Give the part of the rows that opens with the line containing "For each instance of the brick" and runs through the end of the rows, both ends included, as a Markdown table with the columns No. and Line text. Number each line in order, skip blank lines, and leave out the picture lines.
*****
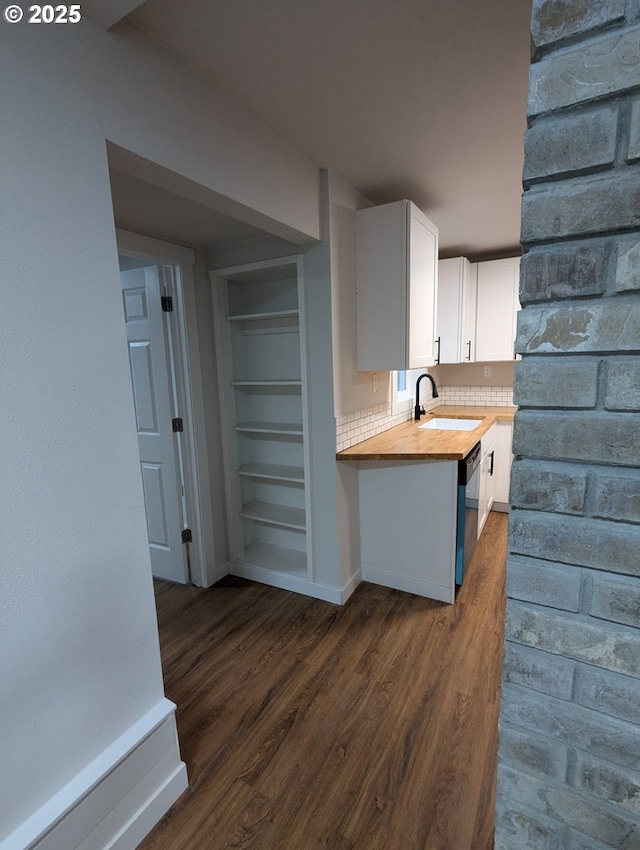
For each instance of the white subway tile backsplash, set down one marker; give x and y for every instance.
(353, 428)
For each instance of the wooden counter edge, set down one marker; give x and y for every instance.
(352, 454)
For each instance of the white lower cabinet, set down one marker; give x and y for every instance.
(261, 363)
(408, 525)
(502, 466)
(486, 484)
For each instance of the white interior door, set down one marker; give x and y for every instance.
(153, 399)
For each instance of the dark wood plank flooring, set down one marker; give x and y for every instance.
(371, 726)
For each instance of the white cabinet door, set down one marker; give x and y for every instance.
(502, 466)
(455, 327)
(396, 279)
(497, 306)
(422, 283)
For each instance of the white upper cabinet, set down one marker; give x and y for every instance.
(497, 307)
(396, 271)
(456, 324)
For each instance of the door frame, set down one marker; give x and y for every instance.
(190, 393)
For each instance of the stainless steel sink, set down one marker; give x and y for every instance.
(442, 424)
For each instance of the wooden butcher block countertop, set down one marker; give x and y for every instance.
(408, 442)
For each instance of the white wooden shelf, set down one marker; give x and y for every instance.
(281, 515)
(276, 559)
(285, 383)
(273, 472)
(261, 350)
(289, 428)
(258, 317)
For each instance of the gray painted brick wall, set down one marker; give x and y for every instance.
(569, 756)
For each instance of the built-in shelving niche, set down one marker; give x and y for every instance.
(261, 360)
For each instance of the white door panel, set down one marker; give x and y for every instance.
(152, 394)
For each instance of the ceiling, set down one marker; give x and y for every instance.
(419, 99)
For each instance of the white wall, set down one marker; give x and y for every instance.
(195, 142)
(79, 639)
(78, 621)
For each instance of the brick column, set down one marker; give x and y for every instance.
(569, 758)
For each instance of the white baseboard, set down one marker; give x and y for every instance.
(287, 582)
(410, 585)
(118, 798)
(350, 586)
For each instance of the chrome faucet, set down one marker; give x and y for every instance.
(418, 409)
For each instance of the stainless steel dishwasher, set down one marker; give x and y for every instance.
(467, 518)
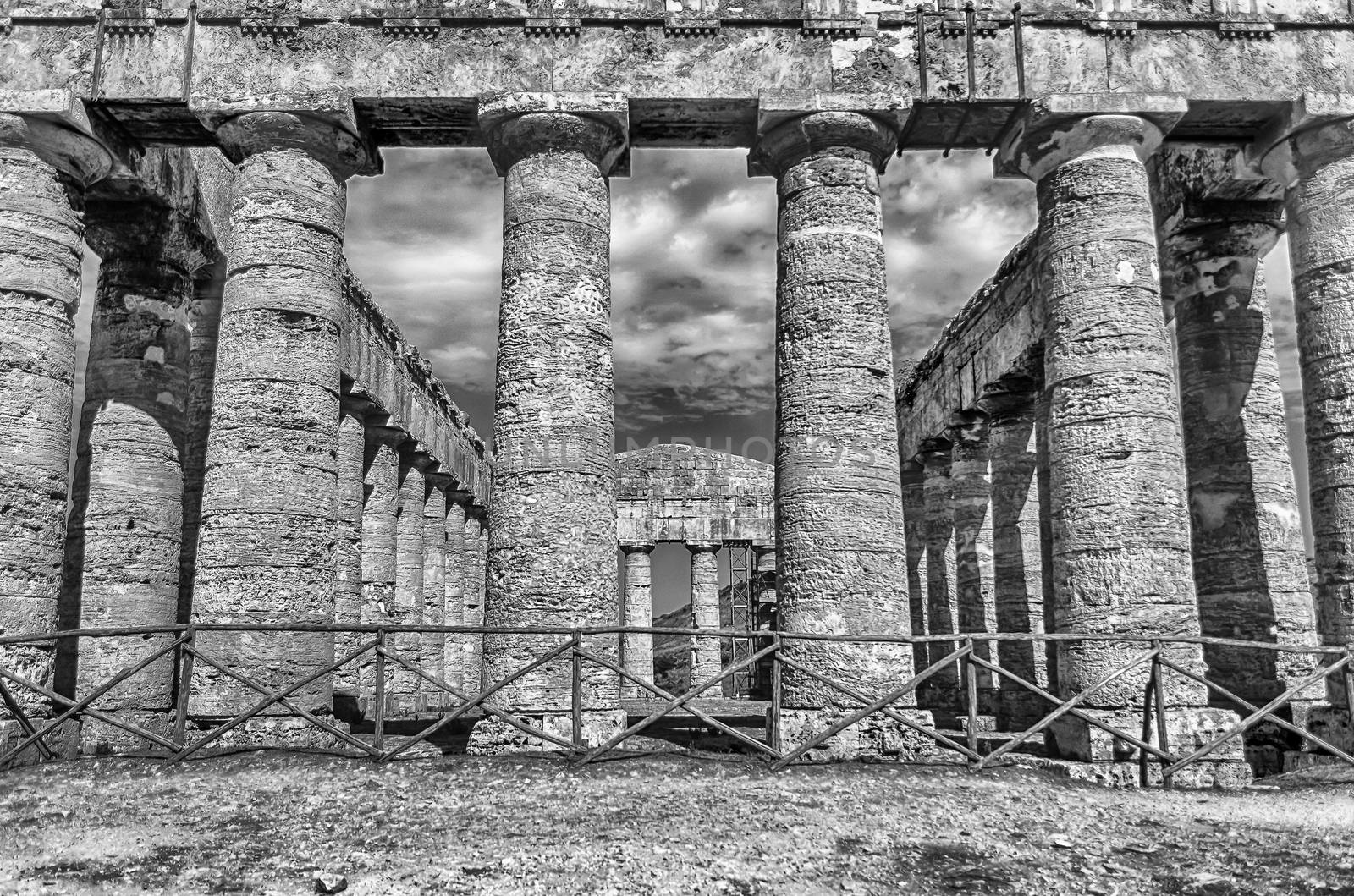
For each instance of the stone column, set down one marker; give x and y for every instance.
(704, 612)
(268, 528)
(553, 541)
(476, 548)
(971, 498)
(1311, 153)
(349, 509)
(47, 160)
(454, 595)
(126, 516)
(410, 575)
(636, 651)
(839, 503)
(918, 574)
(432, 656)
(1017, 551)
(941, 690)
(379, 541)
(1250, 563)
(205, 327)
(1120, 520)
*****
_Solution to the exercise_:
| No. | Line text |
|---|---|
| 1 | For each instance of the brick column, set down one marker; give x and y for every instance. |
| 2 | (569, 758) |
| 3 | For each instance of the white baseboard, set down one marker; give x and y for every instance. |
| 4 | (287, 582) |
| 5 | (410, 585) |
| 6 | (118, 798) |
| 7 | (350, 586) |
| 8 | For each instance of the chrome faucet, set down one marker; give x and y for every instance. |
| 9 | (418, 409) |
| 10 | For each instance of the stainless steel dishwasher, set down one marker; give x and y for every instance. |
| 11 | (467, 518) |
| 12 | For each instance of the stone column, set down one marker; give x and y for every instance. |
| 13 | (704, 612) |
| 14 | (268, 528) |
| 15 | (553, 541) |
| 16 | (476, 548) |
| 17 | (971, 498) |
| 18 | (1311, 153) |
| 19 | (349, 509) |
| 20 | (47, 160) |
| 21 | (454, 595) |
| 22 | (126, 516) |
| 23 | (410, 575) |
| 24 | (636, 651) |
| 25 | (839, 503) |
| 26 | (918, 574) |
| 27 | (432, 656) |
| 28 | (1017, 551) |
| 29 | (941, 690) |
| 30 | (379, 541) |
| 31 | (1250, 563) |
| 32 | (205, 327) |
| 33 | (1120, 520) |